**Problem requirements:** Render the listing as a numbered list, from the line containing "the metal chimney" through the end of the listing, inclusive, with blank lines left out.

##### Supplied records

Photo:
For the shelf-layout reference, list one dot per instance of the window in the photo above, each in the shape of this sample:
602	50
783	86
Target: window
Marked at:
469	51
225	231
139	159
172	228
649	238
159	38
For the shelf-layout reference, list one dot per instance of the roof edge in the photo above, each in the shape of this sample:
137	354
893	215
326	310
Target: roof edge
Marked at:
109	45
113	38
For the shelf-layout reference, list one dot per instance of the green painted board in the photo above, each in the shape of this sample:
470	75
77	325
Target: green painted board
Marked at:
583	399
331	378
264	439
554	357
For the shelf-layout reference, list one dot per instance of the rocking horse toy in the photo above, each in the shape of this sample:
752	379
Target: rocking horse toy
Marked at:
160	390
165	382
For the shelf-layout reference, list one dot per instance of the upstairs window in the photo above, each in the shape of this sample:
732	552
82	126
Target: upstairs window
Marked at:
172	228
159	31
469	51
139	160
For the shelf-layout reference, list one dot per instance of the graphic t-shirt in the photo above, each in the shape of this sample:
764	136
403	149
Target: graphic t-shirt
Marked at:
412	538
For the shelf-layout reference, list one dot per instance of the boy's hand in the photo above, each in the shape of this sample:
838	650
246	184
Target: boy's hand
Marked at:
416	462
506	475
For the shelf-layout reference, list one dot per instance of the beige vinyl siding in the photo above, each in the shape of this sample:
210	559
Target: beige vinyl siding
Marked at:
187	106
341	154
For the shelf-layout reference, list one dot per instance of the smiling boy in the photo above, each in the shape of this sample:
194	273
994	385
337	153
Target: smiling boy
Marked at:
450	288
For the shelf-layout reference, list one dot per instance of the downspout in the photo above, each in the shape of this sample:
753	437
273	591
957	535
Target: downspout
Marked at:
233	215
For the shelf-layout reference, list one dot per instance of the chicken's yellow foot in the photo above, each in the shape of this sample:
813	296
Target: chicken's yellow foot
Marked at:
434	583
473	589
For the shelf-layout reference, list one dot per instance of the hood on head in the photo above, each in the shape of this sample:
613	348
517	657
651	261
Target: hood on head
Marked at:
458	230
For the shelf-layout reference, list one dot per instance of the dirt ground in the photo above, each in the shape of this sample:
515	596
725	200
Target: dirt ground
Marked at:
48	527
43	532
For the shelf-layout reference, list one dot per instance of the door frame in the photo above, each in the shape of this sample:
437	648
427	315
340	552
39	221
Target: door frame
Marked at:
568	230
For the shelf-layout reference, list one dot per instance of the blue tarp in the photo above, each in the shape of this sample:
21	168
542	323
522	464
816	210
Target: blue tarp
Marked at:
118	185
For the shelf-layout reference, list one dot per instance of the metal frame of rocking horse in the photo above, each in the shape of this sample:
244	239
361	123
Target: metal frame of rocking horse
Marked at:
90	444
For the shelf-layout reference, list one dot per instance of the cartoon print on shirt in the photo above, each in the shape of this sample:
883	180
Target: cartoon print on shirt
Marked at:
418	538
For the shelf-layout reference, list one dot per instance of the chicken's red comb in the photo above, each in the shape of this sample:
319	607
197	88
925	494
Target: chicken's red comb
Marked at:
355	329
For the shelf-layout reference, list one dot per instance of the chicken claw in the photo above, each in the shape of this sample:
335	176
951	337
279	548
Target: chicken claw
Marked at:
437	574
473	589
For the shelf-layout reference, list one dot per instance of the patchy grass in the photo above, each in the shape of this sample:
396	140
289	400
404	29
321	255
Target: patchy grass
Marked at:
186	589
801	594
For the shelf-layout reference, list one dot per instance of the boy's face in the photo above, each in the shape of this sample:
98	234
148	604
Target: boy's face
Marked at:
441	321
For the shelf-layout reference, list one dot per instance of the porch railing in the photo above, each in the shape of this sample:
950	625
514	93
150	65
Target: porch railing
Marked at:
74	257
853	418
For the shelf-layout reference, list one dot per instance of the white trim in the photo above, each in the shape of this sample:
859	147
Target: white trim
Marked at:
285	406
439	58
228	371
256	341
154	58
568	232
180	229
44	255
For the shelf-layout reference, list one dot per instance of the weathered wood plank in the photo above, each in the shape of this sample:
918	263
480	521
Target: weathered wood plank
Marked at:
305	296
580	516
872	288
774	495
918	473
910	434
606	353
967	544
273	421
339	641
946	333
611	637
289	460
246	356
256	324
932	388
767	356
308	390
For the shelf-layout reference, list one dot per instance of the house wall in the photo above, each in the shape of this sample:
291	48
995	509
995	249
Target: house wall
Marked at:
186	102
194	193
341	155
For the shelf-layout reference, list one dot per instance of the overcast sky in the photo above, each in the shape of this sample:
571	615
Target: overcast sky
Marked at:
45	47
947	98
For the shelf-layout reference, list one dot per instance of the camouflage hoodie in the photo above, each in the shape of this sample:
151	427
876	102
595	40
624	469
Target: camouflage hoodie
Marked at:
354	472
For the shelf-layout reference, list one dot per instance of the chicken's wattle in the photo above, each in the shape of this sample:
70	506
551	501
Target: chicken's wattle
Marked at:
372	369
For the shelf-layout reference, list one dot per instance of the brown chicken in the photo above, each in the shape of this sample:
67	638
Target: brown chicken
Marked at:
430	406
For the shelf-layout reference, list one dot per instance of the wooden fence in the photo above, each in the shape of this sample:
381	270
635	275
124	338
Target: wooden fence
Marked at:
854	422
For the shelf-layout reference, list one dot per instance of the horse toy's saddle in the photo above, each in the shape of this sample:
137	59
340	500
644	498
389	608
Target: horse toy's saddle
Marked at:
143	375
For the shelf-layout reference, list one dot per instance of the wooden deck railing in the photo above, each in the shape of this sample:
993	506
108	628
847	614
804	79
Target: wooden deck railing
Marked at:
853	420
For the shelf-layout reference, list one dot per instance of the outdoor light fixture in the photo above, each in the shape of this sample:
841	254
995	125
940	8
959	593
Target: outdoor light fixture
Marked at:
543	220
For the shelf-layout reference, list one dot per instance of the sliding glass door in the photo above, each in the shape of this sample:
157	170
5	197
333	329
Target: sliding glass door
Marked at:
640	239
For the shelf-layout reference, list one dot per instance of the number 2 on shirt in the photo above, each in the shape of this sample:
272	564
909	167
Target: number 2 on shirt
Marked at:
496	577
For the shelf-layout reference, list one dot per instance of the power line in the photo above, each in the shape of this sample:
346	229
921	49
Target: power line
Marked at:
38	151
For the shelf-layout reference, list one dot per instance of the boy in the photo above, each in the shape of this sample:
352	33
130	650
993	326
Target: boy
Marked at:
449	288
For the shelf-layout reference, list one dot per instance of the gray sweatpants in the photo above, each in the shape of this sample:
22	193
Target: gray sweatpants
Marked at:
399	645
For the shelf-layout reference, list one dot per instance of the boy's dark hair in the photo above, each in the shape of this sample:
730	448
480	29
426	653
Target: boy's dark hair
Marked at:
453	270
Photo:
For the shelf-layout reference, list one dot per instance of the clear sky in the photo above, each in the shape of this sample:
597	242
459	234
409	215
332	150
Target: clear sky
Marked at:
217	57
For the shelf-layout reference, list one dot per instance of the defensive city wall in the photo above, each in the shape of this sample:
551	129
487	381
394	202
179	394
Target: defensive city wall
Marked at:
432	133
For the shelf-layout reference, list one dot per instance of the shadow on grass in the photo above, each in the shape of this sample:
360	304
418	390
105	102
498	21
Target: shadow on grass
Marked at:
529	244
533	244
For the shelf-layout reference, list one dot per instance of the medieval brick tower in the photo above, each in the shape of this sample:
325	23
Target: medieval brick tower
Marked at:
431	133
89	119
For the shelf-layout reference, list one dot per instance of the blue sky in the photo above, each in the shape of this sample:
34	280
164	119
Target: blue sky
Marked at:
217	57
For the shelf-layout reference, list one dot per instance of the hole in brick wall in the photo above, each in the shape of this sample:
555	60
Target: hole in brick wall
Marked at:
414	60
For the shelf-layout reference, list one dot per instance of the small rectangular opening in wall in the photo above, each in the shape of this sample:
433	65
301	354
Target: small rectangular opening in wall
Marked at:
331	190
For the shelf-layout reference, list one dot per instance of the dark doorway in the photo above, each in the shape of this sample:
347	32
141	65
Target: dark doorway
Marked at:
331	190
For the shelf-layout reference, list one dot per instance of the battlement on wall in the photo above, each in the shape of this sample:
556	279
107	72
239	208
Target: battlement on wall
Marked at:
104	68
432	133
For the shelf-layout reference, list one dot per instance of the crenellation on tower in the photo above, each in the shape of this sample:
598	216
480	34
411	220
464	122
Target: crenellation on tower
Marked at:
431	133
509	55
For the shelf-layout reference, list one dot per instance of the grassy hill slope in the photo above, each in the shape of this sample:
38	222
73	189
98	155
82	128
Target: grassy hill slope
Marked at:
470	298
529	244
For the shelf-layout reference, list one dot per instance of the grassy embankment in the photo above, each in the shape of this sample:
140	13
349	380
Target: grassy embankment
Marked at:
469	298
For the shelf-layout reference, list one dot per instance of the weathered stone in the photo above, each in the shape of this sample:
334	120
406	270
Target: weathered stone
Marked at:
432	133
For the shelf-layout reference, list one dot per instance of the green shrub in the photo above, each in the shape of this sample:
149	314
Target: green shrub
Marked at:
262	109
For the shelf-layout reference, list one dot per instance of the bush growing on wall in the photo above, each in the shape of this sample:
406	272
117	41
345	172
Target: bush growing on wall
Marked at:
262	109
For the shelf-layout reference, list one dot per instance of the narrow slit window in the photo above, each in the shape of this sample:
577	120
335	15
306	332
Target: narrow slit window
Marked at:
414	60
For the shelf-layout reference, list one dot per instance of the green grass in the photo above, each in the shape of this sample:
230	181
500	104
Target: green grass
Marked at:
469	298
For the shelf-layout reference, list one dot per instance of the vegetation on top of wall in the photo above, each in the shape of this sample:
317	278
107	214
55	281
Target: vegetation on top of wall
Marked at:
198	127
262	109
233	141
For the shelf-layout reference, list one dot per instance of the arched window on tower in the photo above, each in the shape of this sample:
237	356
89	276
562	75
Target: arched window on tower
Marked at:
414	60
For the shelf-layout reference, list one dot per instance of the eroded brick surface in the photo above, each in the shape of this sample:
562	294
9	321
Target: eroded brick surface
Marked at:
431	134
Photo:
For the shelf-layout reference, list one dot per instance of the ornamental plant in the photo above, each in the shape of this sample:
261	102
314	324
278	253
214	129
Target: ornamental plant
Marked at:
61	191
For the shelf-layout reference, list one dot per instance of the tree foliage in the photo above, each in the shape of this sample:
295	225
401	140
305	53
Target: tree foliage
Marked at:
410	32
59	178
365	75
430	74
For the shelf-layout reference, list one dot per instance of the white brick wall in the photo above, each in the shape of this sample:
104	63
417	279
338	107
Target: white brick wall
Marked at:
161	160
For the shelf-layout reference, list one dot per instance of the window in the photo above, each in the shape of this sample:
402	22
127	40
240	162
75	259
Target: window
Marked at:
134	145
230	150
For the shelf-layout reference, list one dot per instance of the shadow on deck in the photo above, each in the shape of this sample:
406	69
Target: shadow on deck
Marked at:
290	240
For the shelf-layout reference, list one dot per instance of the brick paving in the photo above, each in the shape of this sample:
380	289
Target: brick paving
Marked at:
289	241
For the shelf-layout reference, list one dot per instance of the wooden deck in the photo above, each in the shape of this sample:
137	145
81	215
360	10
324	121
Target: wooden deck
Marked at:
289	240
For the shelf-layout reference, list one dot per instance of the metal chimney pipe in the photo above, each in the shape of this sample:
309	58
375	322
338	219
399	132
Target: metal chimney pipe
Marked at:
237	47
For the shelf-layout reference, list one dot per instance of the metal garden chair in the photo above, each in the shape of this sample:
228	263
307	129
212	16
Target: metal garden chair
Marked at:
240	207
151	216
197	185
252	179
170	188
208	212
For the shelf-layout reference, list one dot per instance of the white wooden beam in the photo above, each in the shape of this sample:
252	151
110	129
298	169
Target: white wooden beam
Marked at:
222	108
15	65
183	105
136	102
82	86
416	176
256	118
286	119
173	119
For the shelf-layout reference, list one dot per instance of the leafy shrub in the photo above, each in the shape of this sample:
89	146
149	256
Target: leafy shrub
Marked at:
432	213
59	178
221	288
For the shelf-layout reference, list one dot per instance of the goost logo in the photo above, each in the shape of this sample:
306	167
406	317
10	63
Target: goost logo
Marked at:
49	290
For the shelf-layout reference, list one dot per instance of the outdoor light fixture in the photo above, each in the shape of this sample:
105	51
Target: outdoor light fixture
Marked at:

##########

**Task output:**
1. For the shelf-layout reference, list one dot per instance of the metal chimney pipe in the photo above, each in the shape of this sample:
2. 309	58
3. 375	322
4. 338	219
5. 399	132
6. Target: metal chimney pipe
7. Marked at:
8. 237	47
9. For the shelf-layout reference, list one dot per instance of the metal garden chair in the photo above, each in the shape of this sample:
10. 228	263
11. 307	129
12. 212	16
13. Target: metal garden chair
14. Marked at:
15. 240	207
16. 151	216
17. 197	185
18. 252	179
19. 170	188
20. 208	212
21. For the shelf-layout reference, list one dot per instance of the white wooden beam in the photo above, each in the shape of this sample:
22. 252	151
23. 110	129
24. 298	169
25. Target: white wooden beam
26. Marked at:
27. 222	108
28. 15	65
29. 183	105
30. 136	102
31. 82	86
32. 416	176
33. 256	118
34. 286	119
35. 173	119
36. For the shelf-layout reference, list one dot per instance of the leafy shrub in the photo above, each in the shape of this sample:
37. 89	146
38. 149	256
39. Target: leafy shrub
40. Marked at:
41. 432	213
42. 59	178
43. 221	288
44. For the shelf-layout reference, list one dot per instance of the goost logo in the photo above, each in the shape of this sample:
45. 306	167
46. 406	317
47. 10	63
48. Target: goost logo
49. Marked at:
50. 49	290
51. For the shelf-layout reference, list one dot per instance of the outdoor light fixture in the photo above, each in the shape of this sample:
52. 105	51
53. Target: outdoor light fixture
54. Marked at:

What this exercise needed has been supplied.